[Detection entries]
—————

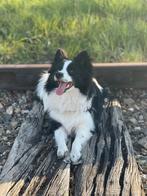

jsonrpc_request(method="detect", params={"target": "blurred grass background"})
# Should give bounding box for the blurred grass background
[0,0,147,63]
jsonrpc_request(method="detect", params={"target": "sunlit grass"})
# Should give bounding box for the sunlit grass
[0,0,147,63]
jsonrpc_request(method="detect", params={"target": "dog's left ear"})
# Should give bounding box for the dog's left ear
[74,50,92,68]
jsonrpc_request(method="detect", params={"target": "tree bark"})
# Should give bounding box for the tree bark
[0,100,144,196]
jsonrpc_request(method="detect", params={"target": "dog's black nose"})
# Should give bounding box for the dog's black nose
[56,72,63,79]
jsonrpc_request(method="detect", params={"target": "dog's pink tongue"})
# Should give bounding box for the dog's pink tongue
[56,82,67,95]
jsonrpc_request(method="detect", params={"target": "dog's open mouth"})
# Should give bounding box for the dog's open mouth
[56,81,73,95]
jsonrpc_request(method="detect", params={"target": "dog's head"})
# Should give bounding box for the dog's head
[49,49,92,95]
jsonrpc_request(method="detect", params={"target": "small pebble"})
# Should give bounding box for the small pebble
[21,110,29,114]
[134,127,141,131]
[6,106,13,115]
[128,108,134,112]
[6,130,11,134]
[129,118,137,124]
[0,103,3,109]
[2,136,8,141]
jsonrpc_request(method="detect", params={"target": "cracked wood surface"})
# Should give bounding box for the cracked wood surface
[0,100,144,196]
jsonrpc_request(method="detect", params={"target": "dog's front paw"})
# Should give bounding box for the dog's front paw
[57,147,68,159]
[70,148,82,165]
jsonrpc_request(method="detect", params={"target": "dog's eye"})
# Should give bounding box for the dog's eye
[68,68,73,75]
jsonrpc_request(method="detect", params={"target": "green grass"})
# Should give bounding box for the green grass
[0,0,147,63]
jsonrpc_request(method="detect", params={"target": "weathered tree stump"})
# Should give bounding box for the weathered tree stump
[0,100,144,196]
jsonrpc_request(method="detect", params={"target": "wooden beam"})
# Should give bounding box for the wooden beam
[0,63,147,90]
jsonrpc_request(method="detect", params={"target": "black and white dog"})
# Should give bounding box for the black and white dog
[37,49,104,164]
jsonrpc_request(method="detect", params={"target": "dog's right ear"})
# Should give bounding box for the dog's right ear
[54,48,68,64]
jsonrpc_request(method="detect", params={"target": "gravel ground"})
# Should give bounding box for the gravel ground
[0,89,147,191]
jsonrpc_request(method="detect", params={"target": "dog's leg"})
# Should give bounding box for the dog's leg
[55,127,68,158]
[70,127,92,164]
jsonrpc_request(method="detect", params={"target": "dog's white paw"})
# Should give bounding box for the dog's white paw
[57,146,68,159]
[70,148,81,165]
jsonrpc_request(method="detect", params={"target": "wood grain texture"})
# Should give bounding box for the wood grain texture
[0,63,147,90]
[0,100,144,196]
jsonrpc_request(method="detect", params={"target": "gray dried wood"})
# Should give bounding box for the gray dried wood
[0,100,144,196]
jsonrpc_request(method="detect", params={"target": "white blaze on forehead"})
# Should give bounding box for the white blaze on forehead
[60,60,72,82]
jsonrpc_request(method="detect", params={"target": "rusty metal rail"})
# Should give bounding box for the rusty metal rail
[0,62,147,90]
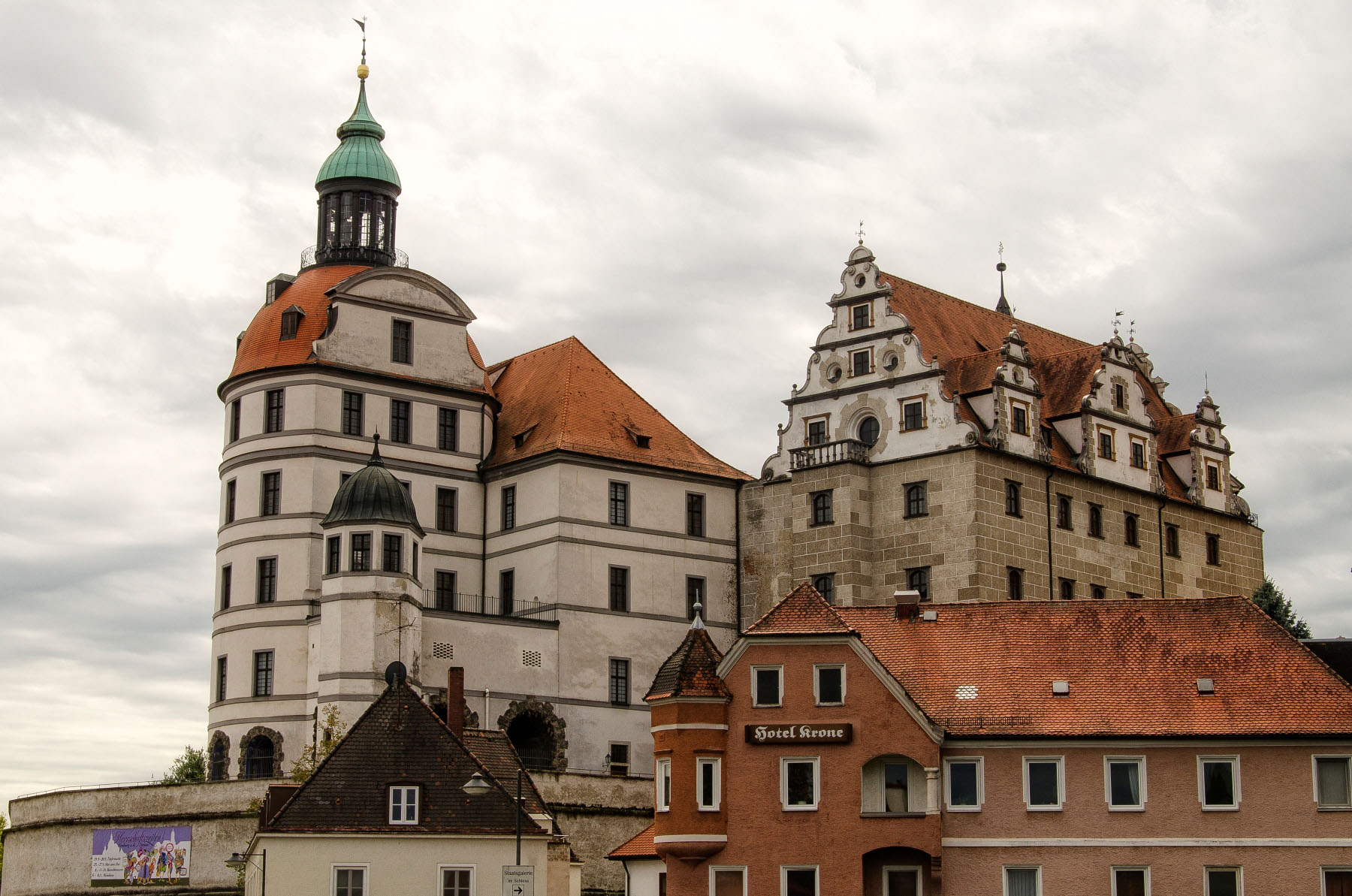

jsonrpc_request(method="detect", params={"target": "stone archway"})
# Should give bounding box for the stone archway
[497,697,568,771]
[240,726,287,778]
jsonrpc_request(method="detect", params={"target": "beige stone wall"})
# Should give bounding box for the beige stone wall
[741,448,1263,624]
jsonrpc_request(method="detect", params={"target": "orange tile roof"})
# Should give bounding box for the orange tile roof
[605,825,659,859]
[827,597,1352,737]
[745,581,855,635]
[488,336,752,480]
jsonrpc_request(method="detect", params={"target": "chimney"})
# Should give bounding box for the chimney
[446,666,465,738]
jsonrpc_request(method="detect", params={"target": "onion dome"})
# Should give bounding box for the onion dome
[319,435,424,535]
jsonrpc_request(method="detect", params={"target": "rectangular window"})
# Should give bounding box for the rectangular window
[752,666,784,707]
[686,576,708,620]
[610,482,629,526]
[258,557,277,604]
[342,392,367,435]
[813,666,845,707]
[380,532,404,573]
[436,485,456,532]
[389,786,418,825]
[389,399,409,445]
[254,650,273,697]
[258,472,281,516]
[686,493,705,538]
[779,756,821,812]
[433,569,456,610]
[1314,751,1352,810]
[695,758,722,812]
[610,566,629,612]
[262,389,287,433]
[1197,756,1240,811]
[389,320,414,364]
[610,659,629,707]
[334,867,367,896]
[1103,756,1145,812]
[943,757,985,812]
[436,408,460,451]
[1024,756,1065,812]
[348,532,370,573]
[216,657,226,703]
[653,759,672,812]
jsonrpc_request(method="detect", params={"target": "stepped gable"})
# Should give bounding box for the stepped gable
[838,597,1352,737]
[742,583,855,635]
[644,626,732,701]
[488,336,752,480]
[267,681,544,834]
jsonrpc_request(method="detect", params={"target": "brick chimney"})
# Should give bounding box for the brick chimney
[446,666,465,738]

—————

# Task description
Write out every line of the entries above word for word, leaving out the pictures.

# Task output
jsonrpc_request(method="detect", params={"target": "blurred grass background"})
# Should give bounding box for the blurred grass background
[0,0,147,63]
jsonrpc_request(method="detect", params={"target": "sunlit grass"})
# Should give bounding box for the sunlit grass
[0,0,147,63]
jsonrpc_request(method="detect", params={"target": "dog's left ear"})
# Should give bounding box for the dog's left ear
[74,50,92,68]
jsonrpc_request(method="detect", params={"target": "tree bark"})
# Should give bounding box for the tree bark
[0,100,144,196]
jsonrpc_request(method="detect", params={"target": "dog's black nose"})
# Should give bounding box for the dog's black nose
[56,72,63,79]
jsonrpc_request(method="detect", params={"target": "dog's pink tongue"})
# Should give bounding box for the dog's pink tongue
[56,82,67,95]
jsonrpc_request(method="detect", params={"target": "dog's open mouth"})
# Should give bounding box for the dog's open mouth
[56,81,73,95]
jsonrpc_request(method="detect", params={"target": "dog's head"})
# Should give bounding box for the dog's head
[49,49,92,95]
jsonrpc_request(method="detect", params={"target": "small pebble"})
# Should give bounding box for the small pebble
[21,110,29,114]
[134,127,141,131]
[6,106,13,115]
[128,108,134,112]
[6,130,11,134]
[129,118,137,124]
[0,103,3,109]
[2,136,8,141]
jsonrpc_request(method="detect", params={"target": "cracked wood surface"})
# Should give bounding box for the cracked wood surface
[0,100,144,196]
jsonrpc_request(method="detect", params={"target": "dog's front paw"})
# Should give bounding box for the dog's front paw
[57,147,68,159]
[70,148,82,165]
jsonrpc_request(method="detect", params={"target": "dog's eye"})
# Should give bounding box for the dog's eye
[68,68,73,75]
jsonrpc_request(method="detect", params={"target": "green grass"})
# Should give bounding box for the green grass
[0,0,147,63]
jsonrpc_request(method="detect", params={"target": "weathered tree stump"})
# Should give bounding box for the weathered tree stump
[0,100,144,196]
jsonrpc_request(method="detect", params={"target": "wooden beam"})
# Should give bounding box for the wooden beam
[0,63,147,90]
jsonrpc_request(method="detect", params={"target": "black and white dog"})
# Should give bounding box for the black and white dog
[37,49,104,164]
jsonrpc_request(method="detect", params={"target": "dog's right ear"})
# Should give bounding box for the dog's right ear
[54,48,68,64]
jsonrpc_request(method="detect", params={"target": "gravel ground"})
# Should give bounding box for the gravel ground
[0,89,147,191]
jsonrpc_request(method="detect", params={"target": "dog's leg"})
# Should give bounding box for the dog's leg
[55,127,68,158]
[70,127,92,164]
jsonrpc_request(method="detect", params={"target": "dog's white paw"})
# Should give bounding box for the dog's white paw
[57,146,68,159]
[70,148,81,165]
jsonrpc_request(method="detect", params={"target": "wood grain texture"})
# Should give bounding box for the wood grain texture
[0,63,147,90]
[0,100,144,196]
jsonrpc_request(method="detect", params={"target": "gray dried wood"})
# Should give bounding box for the gray dried wood
[0,100,144,196]
jsonrpc_request(method="detect", params={"target": "white blaze on forehead"})
# Should give bounding box for the white blaze on forehead
[60,60,72,82]
jsonrpc_request(method="detect", params={"target": "rusty metal rail"})
# Should give bounding box for the rusty metal rail
[0,62,147,90]

jsonrpc_request(method="detect", params={"target": "stone archway"})
# Should give bounding box for the stone archway
[497,697,568,771]
[240,726,287,778]
jsonrpc_request(method="detect", params={"target": "beige stone wall"})
# Should give bounding box for the beige stone wall
[741,448,1263,624]
jsonrpc_request(method="detect", params={"target": "orange tile roof"})
# Should give bounding box for the orange tile roof
[605,825,659,859]
[827,597,1352,737]
[745,581,855,635]
[488,336,752,480]
jsonrpc_request(method="detect", params={"target": "chimney"})
# Should give bounding box for the chimney
[446,666,465,738]
jsonrpc_request(method="detect", params={"target": "onion dome"})
# Should give bounding box for the onion dome
[319,435,424,535]
jsonrpc_request(method="detect", params={"target": "rectangular window"})
# Should give bounding box for the rectangular window
[752,666,784,707]
[686,576,708,620]
[610,482,629,526]
[258,557,277,604]
[342,392,367,435]
[813,666,845,707]
[380,532,404,573]
[436,485,456,532]
[389,786,418,825]
[389,399,409,445]
[254,650,273,697]
[258,472,281,516]
[686,493,705,538]
[779,756,821,812]
[433,569,456,610]
[1314,751,1352,810]
[695,758,722,812]
[610,566,629,612]
[262,389,287,433]
[1197,756,1240,811]
[389,320,414,364]
[610,659,629,707]
[334,867,367,896]
[1103,756,1145,812]
[943,757,985,812]
[436,408,460,451]
[1024,756,1065,812]
[348,532,370,573]
[216,657,226,703]
[653,759,672,812]
jsonrpc_request(method="detect", params={"target": "stepped gable"})
# Should give bounding box for the stepped gable
[838,597,1352,737]
[742,583,855,635]
[644,626,732,701]
[488,336,752,480]
[267,681,544,834]
jsonrpc_request(method="detect", params={"target": "brick chimney"})
# Should give bounding box for the brick chimney
[446,666,465,738]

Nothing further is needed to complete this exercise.